_RECORDS SHOWN_.
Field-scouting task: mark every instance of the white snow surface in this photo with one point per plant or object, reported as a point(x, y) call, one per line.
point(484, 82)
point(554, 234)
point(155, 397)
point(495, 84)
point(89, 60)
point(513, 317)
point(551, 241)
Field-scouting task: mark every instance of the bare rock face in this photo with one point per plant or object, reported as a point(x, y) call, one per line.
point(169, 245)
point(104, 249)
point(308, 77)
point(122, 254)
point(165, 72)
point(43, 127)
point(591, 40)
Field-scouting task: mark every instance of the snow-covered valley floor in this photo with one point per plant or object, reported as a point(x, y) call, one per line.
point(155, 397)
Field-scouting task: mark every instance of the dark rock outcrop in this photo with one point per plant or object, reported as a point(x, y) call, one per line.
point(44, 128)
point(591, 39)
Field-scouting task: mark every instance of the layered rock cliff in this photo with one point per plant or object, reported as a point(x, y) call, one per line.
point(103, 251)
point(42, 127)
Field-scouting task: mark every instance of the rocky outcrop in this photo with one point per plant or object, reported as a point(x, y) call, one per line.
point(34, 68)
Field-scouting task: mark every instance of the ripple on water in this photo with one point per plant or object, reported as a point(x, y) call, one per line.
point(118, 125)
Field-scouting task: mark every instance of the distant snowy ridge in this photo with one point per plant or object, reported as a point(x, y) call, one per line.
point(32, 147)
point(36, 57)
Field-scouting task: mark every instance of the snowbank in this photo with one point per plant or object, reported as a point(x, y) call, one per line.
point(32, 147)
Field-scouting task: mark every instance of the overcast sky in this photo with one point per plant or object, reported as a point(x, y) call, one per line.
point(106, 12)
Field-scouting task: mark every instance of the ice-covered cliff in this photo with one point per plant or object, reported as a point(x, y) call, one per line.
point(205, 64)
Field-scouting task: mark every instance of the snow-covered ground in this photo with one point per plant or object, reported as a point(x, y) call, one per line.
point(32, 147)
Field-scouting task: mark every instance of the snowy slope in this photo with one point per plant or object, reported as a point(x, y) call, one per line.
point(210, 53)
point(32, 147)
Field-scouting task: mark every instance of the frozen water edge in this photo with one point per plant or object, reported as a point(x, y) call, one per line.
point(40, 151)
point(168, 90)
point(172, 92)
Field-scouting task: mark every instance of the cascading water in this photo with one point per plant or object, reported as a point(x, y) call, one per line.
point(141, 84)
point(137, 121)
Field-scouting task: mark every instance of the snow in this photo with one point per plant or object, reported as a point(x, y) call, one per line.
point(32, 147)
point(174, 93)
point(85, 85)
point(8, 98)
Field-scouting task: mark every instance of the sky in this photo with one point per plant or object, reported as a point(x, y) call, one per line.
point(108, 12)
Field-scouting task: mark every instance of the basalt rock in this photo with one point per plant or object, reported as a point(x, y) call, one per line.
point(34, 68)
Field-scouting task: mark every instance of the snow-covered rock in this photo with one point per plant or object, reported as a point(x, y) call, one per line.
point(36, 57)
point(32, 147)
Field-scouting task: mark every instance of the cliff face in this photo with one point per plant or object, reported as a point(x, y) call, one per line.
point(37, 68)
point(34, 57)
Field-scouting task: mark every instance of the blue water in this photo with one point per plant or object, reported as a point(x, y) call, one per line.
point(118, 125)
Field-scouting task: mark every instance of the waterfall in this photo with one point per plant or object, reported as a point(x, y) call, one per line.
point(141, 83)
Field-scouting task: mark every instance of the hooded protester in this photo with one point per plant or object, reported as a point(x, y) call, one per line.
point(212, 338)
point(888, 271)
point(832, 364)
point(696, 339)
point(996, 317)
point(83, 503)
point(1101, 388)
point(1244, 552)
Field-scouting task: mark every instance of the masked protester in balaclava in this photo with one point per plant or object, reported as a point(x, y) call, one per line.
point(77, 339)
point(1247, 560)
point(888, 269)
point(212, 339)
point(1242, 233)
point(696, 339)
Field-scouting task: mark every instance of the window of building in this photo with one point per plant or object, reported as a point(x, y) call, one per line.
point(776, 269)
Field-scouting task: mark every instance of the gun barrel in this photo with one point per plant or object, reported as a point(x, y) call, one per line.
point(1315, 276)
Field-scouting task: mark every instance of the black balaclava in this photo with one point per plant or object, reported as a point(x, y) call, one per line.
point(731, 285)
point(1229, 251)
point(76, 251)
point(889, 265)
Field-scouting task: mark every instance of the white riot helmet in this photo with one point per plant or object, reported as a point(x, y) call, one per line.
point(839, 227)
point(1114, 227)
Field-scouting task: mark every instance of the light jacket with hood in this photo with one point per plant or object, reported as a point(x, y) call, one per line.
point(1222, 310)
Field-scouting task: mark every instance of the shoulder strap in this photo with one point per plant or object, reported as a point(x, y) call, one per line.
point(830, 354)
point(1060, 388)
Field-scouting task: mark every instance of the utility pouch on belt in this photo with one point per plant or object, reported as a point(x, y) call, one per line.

_YOUR OBJECTIVE_.
Everything from the line with "Field-scouting task: mark every instance of the gun" to the end of the listing above needs to be duplicated exactly, both end lines included, with nothing more.

_EXPECTED ANSWER_.
Field-scouting task: mark every instance of the gun barrel in this photo with one point per plant or object, reported as a point(x, y) call, one per line.
point(1315, 276)
Field-scouting task: mark every instance of the black balaclava in this photo with one point per plant or object, reported as a point(x, y) call, one per line.
point(731, 285)
point(1229, 251)
point(76, 251)
point(889, 265)
Field-scouting task: mark every instance of the white riot helmet in this photo with one point per plant or object, reported as a point(x, y) call, one per line.
point(839, 227)
point(1114, 227)
Field-scouting task: mark every instance of the light jacket with hood in this photo with one point per plant or object, reported as a point(x, y) call, one per line.
point(1222, 310)
Field-scouting task: mark every instance of the shoulder strap in this photo with one point per plant or object, reported as a point(x, y) call, one per line.
point(830, 354)
point(1060, 388)
Field-scouting task: mark every instance of the utility pouch on belt in this photo with one point per plant or object, reported as a point(x, y) call, one per line.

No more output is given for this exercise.